======== DATASET EXCERPTS ========

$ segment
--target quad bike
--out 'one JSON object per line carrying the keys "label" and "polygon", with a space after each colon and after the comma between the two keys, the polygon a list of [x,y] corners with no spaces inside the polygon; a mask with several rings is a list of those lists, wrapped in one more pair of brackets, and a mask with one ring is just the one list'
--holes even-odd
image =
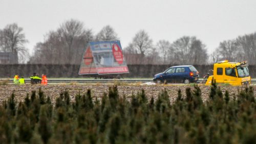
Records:
{"label": "quad bike", "polygon": [[[209,70],[209,71],[214,71],[212,69],[210,69]],[[209,76],[210,76],[209,73],[207,73],[206,74],[204,75],[204,77],[203,77],[203,80],[201,82],[201,83],[206,83],[206,81],[208,80],[208,78],[209,78]]]}

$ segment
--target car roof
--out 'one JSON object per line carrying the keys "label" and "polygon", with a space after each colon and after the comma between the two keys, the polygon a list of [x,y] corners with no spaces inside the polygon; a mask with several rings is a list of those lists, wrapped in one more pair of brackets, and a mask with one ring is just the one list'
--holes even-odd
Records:
{"label": "car roof", "polygon": [[172,66],[171,67],[189,67],[192,65],[177,65],[177,66]]}

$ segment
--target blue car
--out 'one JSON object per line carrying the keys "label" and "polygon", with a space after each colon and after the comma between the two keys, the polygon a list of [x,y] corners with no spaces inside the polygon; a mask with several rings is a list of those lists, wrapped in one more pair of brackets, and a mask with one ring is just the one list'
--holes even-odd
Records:
{"label": "blue car", "polygon": [[193,65],[180,65],[171,67],[162,73],[154,76],[153,81],[156,83],[196,83],[199,75],[197,69]]}

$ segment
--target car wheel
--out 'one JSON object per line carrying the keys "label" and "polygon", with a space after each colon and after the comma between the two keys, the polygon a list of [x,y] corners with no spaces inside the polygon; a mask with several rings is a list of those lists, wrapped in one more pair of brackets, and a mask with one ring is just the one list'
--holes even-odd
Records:
{"label": "car wheel", "polygon": [[188,80],[188,79],[185,79],[184,80],[184,84],[189,84],[189,80]]}
{"label": "car wheel", "polygon": [[161,81],[161,80],[159,80],[159,79],[157,79],[157,80],[156,80],[156,83],[157,83],[157,84],[161,84],[161,83],[162,83],[162,82]]}

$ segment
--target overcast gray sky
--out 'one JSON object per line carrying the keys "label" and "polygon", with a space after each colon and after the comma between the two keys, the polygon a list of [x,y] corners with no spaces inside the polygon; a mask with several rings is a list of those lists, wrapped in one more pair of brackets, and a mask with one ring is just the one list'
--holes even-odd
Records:
{"label": "overcast gray sky", "polygon": [[0,29],[16,22],[32,52],[44,35],[71,18],[94,34],[109,25],[122,47],[145,30],[156,44],[195,36],[212,52],[224,40],[256,32],[255,0],[0,0]]}

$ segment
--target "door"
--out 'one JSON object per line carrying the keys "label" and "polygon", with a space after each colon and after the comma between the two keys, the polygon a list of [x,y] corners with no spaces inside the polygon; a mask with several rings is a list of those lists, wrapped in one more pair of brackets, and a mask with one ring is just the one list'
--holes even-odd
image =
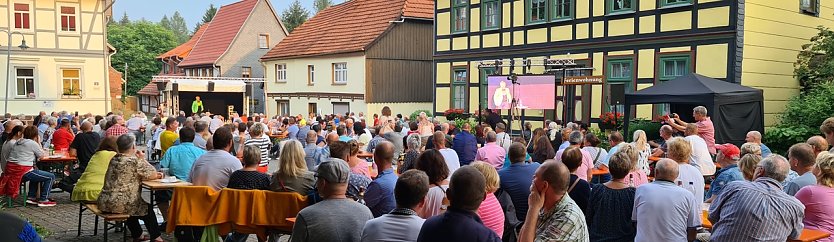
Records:
{"label": "door", "polygon": [[345,102],[334,102],[333,103],[333,114],[345,114],[350,112],[350,104]]}

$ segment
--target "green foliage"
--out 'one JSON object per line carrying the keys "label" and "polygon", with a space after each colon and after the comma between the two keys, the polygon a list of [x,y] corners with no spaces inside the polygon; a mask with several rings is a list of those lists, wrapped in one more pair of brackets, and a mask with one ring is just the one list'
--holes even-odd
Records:
{"label": "green foliage", "polygon": [[301,2],[294,0],[290,7],[281,13],[281,21],[284,22],[284,27],[288,32],[292,32],[296,27],[301,26],[307,18],[310,17],[310,11],[301,6]]}
{"label": "green foliage", "polygon": [[778,154],[785,154],[791,145],[819,135],[819,125],[834,116],[834,84],[820,84],[788,101],[778,123],[768,129],[763,141]]}
{"label": "green foliage", "polygon": [[429,110],[416,110],[408,116],[409,121],[417,121],[417,117],[420,116],[420,113],[426,113],[426,116],[429,118],[434,117],[434,112]]}
{"label": "green foliage", "polygon": [[203,19],[197,23],[197,26],[194,26],[194,32],[197,32],[203,24],[211,22],[211,20],[214,19],[214,15],[217,15],[217,8],[214,7],[214,4],[209,4],[209,8],[206,9],[206,13],[203,14]]}
{"label": "green foliage", "polygon": [[645,119],[632,120],[631,123],[628,124],[628,133],[623,134],[623,137],[626,140],[632,140],[634,131],[643,130],[646,132],[646,141],[656,140],[660,138],[660,127],[662,126],[663,124],[659,122],[652,122]]}
{"label": "green foliage", "polygon": [[315,0],[315,2],[313,2],[313,6],[316,7],[316,13],[321,12],[321,10],[324,10],[327,7],[330,7],[330,5],[333,5],[332,0]]}
{"label": "green foliage", "polygon": [[834,80],[834,31],[817,27],[819,33],[811,37],[811,43],[802,45],[802,51],[794,63],[794,75],[803,92],[816,86],[831,84]]}
{"label": "green foliage", "polygon": [[148,21],[109,26],[107,42],[118,50],[111,59],[113,68],[124,72],[125,63],[128,65],[127,95],[135,95],[159,73],[162,67],[157,55],[177,46],[174,33]]}

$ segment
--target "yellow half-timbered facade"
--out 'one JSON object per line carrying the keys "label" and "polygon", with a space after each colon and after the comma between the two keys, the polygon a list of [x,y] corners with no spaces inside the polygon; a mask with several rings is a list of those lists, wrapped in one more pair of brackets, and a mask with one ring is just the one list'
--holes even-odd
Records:
{"label": "yellow half-timbered facade", "polygon": [[[524,110],[521,119],[595,123],[613,107],[612,86],[634,92],[695,72],[763,89],[770,126],[798,94],[801,46],[817,26],[834,26],[832,14],[834,3],[820,0],[437,0],[434,111],[484,109],[488,75],[550,71],[508,62],[569,59],[605,84],[557,87],[555,110]],[[497,60],[505,64],[484,65]],[[664,108],[636,113],[651,118]]]}

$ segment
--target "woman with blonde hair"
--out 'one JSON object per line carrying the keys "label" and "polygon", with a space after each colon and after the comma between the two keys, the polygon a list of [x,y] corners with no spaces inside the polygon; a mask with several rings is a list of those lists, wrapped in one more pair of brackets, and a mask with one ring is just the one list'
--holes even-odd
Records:
{"label": "woman with blonde hair", "polygon": [[645,174],[649,174],[649,156],[652,155],[652,147],[647,141],[646,132],[643,130],[634,131],[633,140],[634,142],[631,145],[634,146],[637,152],[636,168],[643,170]]}
{"label": "woman with blonde hair", "polygon": [[301,142],[289,140],[281,148],[278,171],[272,175],[269,190],[276,192],[296,192],[301,195],[310,194],[316,185],[316,178],[312,171],[307,170],[304,162],[304,149]]}
{"label": "woman with blonde hair", "polygon": [[[796,199],[805,205],[802,223],[805,228],[834,234],[834,205],[831,203],[834,201],[834,155],[821,152],[812,172],[817,177],[817,185],[803,187],[796,193]],[[817,241],[831,242],[834,236]]]}
{"label": "woman with blonde hair", "polygon": [[501,186],[498,172],[495,171],[495,167],[483,161],[475,161],[469,165],[481,172],[486,179],[486,197],[481,206],[478,207],[478,217],[481,218],[487,228],[495,231],[500,238],[504,234],[504,210],[501,208],[498,198],[495,197],[495,191],[498,191]]}

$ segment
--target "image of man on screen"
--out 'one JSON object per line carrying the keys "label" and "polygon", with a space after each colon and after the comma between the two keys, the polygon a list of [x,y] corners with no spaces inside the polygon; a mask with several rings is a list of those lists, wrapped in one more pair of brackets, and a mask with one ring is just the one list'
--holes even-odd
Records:
{"label": "image of man on screen", "polygon": [[492,95],[492,102],[495,104],[495,108],[509,109],[512,100],[513,94],[510,89],[507,88],[507,82],[501,81],[501,83],[498,84],[498,88],[495,89],[495,94]]}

========

SET PROBLEM: Return the entries unchanged, save for the pictures, which do not belong in the copy.

FINISHED EXERCISE:
$ segment
--target quad bike
--out 'one JSON object per line carrying the keys "label" and "polygon", with a space after each colon and after the comma between the two keys, the polygon a list of [x,y] corners with no spaces inside the polygon; a mask with several rings is a list of those lists, wrapped in one more pair of brackets, and a mask with one ring is just the one list'
--holes even-odd
image =
Records:
{"label": "quad bike", "polygon": [[[209,70],[209,71],[214,71],[212,69],[210,69]],[[209,76],[210,76],[209,73],[207,73],[206,74],[204,75],[204,77],[203,77],[203,80],[201,82],[201,83],[206,83],[206,81],[208,80],[208,78],[209,78]]]}

$ segment
--target car roof
--out 'one JSON object per line carrying the keys "label" and "polygon", with a space after each colon and after the comma between the two keys, the polygon a list of [x,y] corners with no spaces inside the polygon; a mask with several rings is a list of those lists, wrapped in one more pair of brackets, and a mask with one ring is just the one list'
--holes even-odd
Records:
{"label": "car roof", "polygon": [[172,66],[171,67],[189,67],[192,65],[177,65],[177,66]]}

$ segment
--target blue car
--out 'one JSON object per line carrying the keys "label" and "polygon", with a space after each colon and after the comma between the two keys, the polygon a list of [x,y] corners with no spaces inside the polygon; a mask with several rings is a list of those lists, wrapped in one more pair of brackets, and a mask with one ring is just the one list'
--holes even-odd
Records:
{"label": "blue car", "polygon": [[193,65],[180,65],[171,67],[162,73],[154,76],[153,81],[156,83],[196,83],[199,75],[197,69]]}

$ segment
--target car wheel
--out 'one JSON object per line carrying the keys "label" and "polygon", with a space after each colon and after the comma between the two keys, the polygon a list of [x,y] corners with no spaces inside the polygon; a mask with several rings is a list of those lists, wrapped in one more pair of brackets, and a mask with one ring is just the one list'
--holes even-odd
Records:
{"label": "car wheel", "polygon": [[188,80],[188,79],[185,79],[184,80],[184,84],[189,84],[189,80]]}
{"label": "car wheel", "polygon": [[161,81],[161,80],[159,80],[159,79],[157,79],[157,80],[156,80],[156,83],[157,83],[157,84],[161,84],[161,83],[162,83],[162,82]]}

$ segment
--target overcast gray sky
--out 'one JSON object per line carrying the keys "label" and "polygon", with a space after each colon and after the comma between the two keys, the polygon a list of [x,y] corners with no spaces inside the polygon; a mask with several rings is a list of those lists, wrapped in one more pair of brackets, and a mask with one ring is just the one list'
--holes even-odd
Records:
{"label": "overcast gray sky", "polygon": [[0,29],[16,22],[32,52],[44,35],[71,18],[94,34],[109,25],[122,47],[145,30],[156,44],[195,36],[212,52],[224,40],[256,32],[255,0],[0,0]]}

$ segment
--target "door"
--out 'one JSON object per line carrying the keys "label" and "polygon", with a space after each colon and after the comma between the two keys, the polygon a list of [x,y] corners with no spaces inside the polygon; a mask with several rings is a list of those lists, wrapped in one more pair of brackets, and a mask with one ring is just the one list'
--holes even-odd
image =
Records:
{"label": "door", "polygon": [[345,102],[334,102],[333,103],[333,114],[345,114],[350,112],[350,104]]}

$ segment
--target "green foliage"
--out 'one JSON object per line carrying the keys "label" and "polygon", with a space after each colon and after the comma between the two keys, the polygon a list of [x,y] corners with no spaces inside the polygon; a mask with several rings is a list of those lists, wrapped in one more pair of brackets, and a mask with one ring is just the one list'
--holes even-odd
Records:
{"label": "green foliage", "polygon": [[301,2],[294,0],[290,7],[281,13],[281,21],[284,22],[284,27],[288,32],[292,32],[296,27],[301,26],[307,18],[310,17],[310,11],[301,6]]}
{"label": "green foliage", "polygon": [[778,154],[785,154],[791,145],[819,135],[819,125],[834,116],[834,84],[820,84],[788,101],[778,123],[768,129],[763,141]]}
{"label": "green foliage", "polygon": [[429,110],[416,110],[408,116],[409,121],[417,121],[417,117],[420,116],[420,113],[426,113],[426,116],[429,118],[434,117],[434,112]]}
{"label": "green foliage", "polygon": [[203,19],[197,23],[197,26],[194,26],[194,32],[197,32],[203,24],[211,22],[211,20],[214,19],[214,15],[217,15],[217,8],[214,7],[214,4],[209,4],[209,8],[206,9],[206,13],[203,14]]}
{"label": "green foliage", "polygon": [[645,119],[632,120],[631,123],[628,124],[628,133],[623,134],[623,137],[626,140],[632,140],[634,131],[643,130],[646,132],[646,141],[656,140],[660,138],[660,127],[662,126],[663,124],[659,122],[652,122]]}
{"label": "green foliage", "polygon": [[315,0],[315,2],[313,2],[313,6],[316,7],[316,13],[321,12],[321,10],[324,10],[327,7],[330,7],[330,5],[333,5],[332,0]]}
{"label": "green foliage", "polygon": [[834,80],[834,31],[817,27],[819,33],[811,37],[811,43],[802,45],[802,51],[794,63],[794,75],[803,92],[816,86],[831,84]]}
{"label": "green foliage", "polygon": [[148,21],[109,26],[107,42],[118,50],[111,59],[113,68],[124,72],[125,63],[128,65],[127,95],[135,95],[159,73],[162,67],[157,55],[177,46],[174,33]]}

$ segment
--target "yellow half-timbered facade"
--out 'one JSON object per line carrying the keys "label" and "polygon", with a space after each colon and after the comma between the two keys, the polygon a list of [x,y] corners with no spaces inside the polygon; a mask with several rings is a list of those lists, wrapped in one more pair of brackets, and a mask with one ring is just the one list'
--holes even-odd
Records:
{"label": "yellow half-timbered facade", "polygon": [[[524,110],[521,119],[595,123],[613,107],[612,86],[634,92],[695,72],[763,89],[770,126],[798,94],[801,46],[817,26],[834,26],[832,14],[834,3],[820,0],[437,0],[434,111],[484,109],[488,75],[550,71],[508,62],[569,59],[605,84],[557,87],[555,110]],[[497,60],[505,64],[484,65]],[[664,108],[636,113],[651,118]]]}

$ segment
--target "woman with blonde hair"
--out 'one JSON object per line carrying the keys "label" and "polygon", with a space after each colon and after the comma between the two keys, the polygon a list of [x,y] corners with no spaces inside the polygon; a mask with several rings is a list of those lists, wrapped in one more pair of brackets, and a mask with one ring is just the one list'
--holes even-odd
Records:
{"label": "woman with blonde hair", "polygon": [[645,174],[649,174],[649,156],[652,155],[652,147],[647,141],[646,132],[643,130],[634,131],[633,140],[634,142],[631,145],[634,146],[637,152],[636,168],[643,170]]}
{"label": "woman with blonde hair", "polygon": [[301,142],[289,140],[281,148],[278,171],[272,175],[269,190],[276,192],[296,192],[301,195],[310,194],[316,185],[316,178],[312,171],[307,170],[304,162],[304,149]]}
{"label": "woman with blonde hair", "polygon": [[[796,199],[805,205],[802,223],[805,228],[834,234],[834,205],[831,203],[834,201],[834,155],[821,152],[812,172],[817,177],[817,185],[803,187],[796,193]],[[817,241],[831,242],[834,236]]]}
{"label": "woman with blonde hair", "polygon": [[501,186],[498,172],[495,171],[495,167],[483,161],[475,161],[469,165],[481,172],[486,179],[486,197],[481,206],[478,207],[478,217],[481,218],[487,228],[495,231],[500,238],[504,234],[504,210],[501,208],[498,198],[495,197],[495,191],[498,191]]}

$ segment
--target "image of man on screen"
--out 'one JSON object per line carrying the keys "label" and "polygon", with a space after each colon and after the comma between the two keys, the polygon a list of [x,y] corners with no spaces inside the polygon; a mask with several rings is a list of those lists, wrapped in one more pair of brackets, and a mask with one ring is just the one list'
--holes even-odd
Records:
{"label": "image of man on screen", "polygon": [[492,95],[492,102],[495,104],[495,108],[509,109],[512,100],[513,94],[510,89],[507,88],[507,82],[501,81],[501,83],[498,84],[498,88],[495,89],[495,94]]}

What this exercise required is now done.